TEXT SECTION:
--------------------------------------------------

Tomorrow I will take headshots of six to ten insurance executives at their offices in north Austin. Even though my clients who are in technology sectors have moved on from seamless paper backgrounds to environmental portraits with out of focus backgrounds the clients in some of the more traditional fields are still using the "studio grey" seamless paper as backgrounds. In a few cases they are just attempting to match what I shot for them five years, or even ten years ago. It's simpler sometimes to keep a style that's still working for the client, if there are a number of executives whose portraits are already posted on their company website. I guess their choice boils down to: "Do we re-shoot the thirty guys we've already got photographs for or do we just keep the style we've had for these next ten?" Finance companies in particular always opt for a continuation because, after all, they are good at calculating the anticipated ROI from any particular investment...

I'll conservatively estimate that I've done a location project like this one at least five hundred times in the last twenty years. And probably a good number more that I've pushed out of my memory to make room for something else.

I tend to always pack the night before. It's a good time to check the equipment, make sure we've got memory cards loaded in the cameras and that the batteries are charged. I still have a check list on hand because no matter how often you've loaded your car the photographer, unaided by visual cues, will hew to Murphy's Law and forget that one vital piece. Usually a sync cord or the crossbar for the background stand set.

Tomorrow I'll be shooting with the Sony A7R2. I'm not excited about shooting 42 megapixel raw files and even less excited about the prospect of processing them so I'm setting the camera up to shoot in APS-C format which, I think, yields an 18 megapixel file instead. Since my mind is already wrapped around the aesthetics of shooting in the "crop" mode I feel comfortable backing up my primary camera with an a6300. I'll use the long end of the Zeiss 24-70mm f4.0 as my "A" lens (the effective FF focal range with the crop becomes about a 105mm, which is my favorite angle of view for portraits) but I'm bringing along the 18-105mm f4.0G lens as a back-up. It will work on either camera if I keep the A7R2 in the crop mode...

I've packed a couple of monolights; one is for the big soft box that is the main light and the other is for the small soft box that will light up the background. I'm also packing a battery powered, hotshoe flash in case I want to add a bit of back lighting for people with darker hair. A radio slave set for the moonlights, and extra batteries for the small flash, have also been tossed into the lighting case. My last two additions were: more hard sync cords (just in case) and a flash meter (in case I want to be fussy).

--------------------------------------------------

MATERIAL SHOWN:
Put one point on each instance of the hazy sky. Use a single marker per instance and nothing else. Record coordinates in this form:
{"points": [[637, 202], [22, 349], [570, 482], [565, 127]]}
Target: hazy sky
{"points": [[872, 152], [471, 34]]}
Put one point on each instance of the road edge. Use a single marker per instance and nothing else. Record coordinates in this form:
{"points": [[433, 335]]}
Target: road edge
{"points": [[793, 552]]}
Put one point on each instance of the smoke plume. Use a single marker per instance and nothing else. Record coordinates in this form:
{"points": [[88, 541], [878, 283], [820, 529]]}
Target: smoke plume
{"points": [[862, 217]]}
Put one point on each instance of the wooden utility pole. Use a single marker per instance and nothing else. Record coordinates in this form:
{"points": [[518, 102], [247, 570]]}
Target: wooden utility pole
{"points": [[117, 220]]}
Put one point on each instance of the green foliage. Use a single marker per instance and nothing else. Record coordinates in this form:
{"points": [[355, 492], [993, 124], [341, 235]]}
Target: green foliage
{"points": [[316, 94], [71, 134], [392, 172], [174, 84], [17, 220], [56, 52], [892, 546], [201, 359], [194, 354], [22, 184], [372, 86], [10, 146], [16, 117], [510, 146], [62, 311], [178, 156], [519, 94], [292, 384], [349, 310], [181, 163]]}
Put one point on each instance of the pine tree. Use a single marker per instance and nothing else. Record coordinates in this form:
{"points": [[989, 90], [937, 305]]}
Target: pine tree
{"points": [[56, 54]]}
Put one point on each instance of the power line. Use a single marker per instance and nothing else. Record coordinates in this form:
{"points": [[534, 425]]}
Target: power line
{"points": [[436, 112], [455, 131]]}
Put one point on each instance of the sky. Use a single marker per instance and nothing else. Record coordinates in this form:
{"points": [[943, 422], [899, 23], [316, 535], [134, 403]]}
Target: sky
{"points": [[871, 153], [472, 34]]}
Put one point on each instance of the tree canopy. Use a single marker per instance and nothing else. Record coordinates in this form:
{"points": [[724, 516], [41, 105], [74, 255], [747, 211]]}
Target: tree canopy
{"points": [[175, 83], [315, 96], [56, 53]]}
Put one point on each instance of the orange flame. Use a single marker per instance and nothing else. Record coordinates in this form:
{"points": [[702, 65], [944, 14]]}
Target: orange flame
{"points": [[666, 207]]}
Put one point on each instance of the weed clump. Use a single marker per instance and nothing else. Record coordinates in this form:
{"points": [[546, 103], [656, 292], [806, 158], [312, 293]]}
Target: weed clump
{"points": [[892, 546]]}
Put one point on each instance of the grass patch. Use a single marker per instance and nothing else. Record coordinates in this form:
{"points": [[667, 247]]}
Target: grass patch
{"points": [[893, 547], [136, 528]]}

--------------------------------------------------

In the text about packing for a location headshot shoot, swap "memory cards" for "SD cards" and write out the part starting with "I'll conservatively estimate" and going on through "background stand set.".

I'll conservatively estimate that I've done a location project like this one at least five hundred times in the last twenty years. And probably a good number more that I've pushed out of my memory to make room for something else.

I tend to always pack the night before. It's a good time to check the equipment, make sure we've got SD cards loaded in the cameras and that the batteries are charged. I still have a check list on hand because no matter how often you've loaded your car the photographer, unaided by visual cues, will hew to Murphy's Law and forget that one vital piece. Usually a sync cord or the crossbar for the background stand set.